Given records:

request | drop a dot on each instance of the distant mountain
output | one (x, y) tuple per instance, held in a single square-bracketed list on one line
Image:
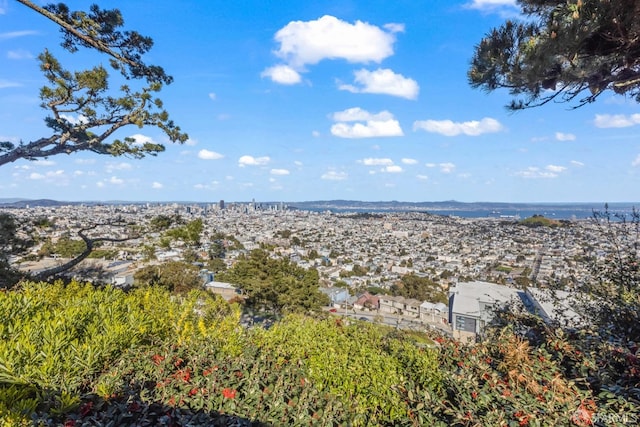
[(10, 200)]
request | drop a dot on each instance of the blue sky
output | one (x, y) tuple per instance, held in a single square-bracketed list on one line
[(288, 100)]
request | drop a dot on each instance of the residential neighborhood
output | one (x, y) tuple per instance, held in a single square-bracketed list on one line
[(475, 262)]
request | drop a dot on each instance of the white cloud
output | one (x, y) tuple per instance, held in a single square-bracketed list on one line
[(447, 167), (44, 163), (392, 169), (383, 81), (549, 171), (19, 54), (616, 120), (85, 161), (142, 139), (376, 162), (333, 175), (209, 155), (253, 161), (560, 136), (279, 172), (555, 169), (309, 42), (357, 114), (376, 125), (371, 129), (7, 83), (110, 167), (36, 176), (450, 128), (282, 74), (394, 27), (211, 186)]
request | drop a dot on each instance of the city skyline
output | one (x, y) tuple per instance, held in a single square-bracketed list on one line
[(323, 101)]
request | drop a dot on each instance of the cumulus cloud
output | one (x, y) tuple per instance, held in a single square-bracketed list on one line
[(282, 74), (309, 42), (371, 129), (375, 125), (376, 162), (211, 186), (616, 120), (357, 114), (209, 155), (332, 175), (392, 169), (253, 161), (110, 167), (450, 128), (279, 172), (555, 168), (44, 162), (560, 136), (447, 167), (383, 81), (85, 161), (549, 171)]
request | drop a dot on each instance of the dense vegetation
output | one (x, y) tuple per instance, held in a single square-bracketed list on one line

Stated task: Starting at the line containing "request | drop a dot on each instance of the residential" and ending at the line containing "[(475, 262)]", write out those entries again in full, requests included, scaling every point coordinate in the answers by 0.35 and rounding each to a whole number, with halves rounded up. Give only these lines.

Task response:
request | drop a dot on each instance of the residential neighborhood
output | one (x, y) tuple per instance, held in a single square-bracketed list on one line
[(166, 92)]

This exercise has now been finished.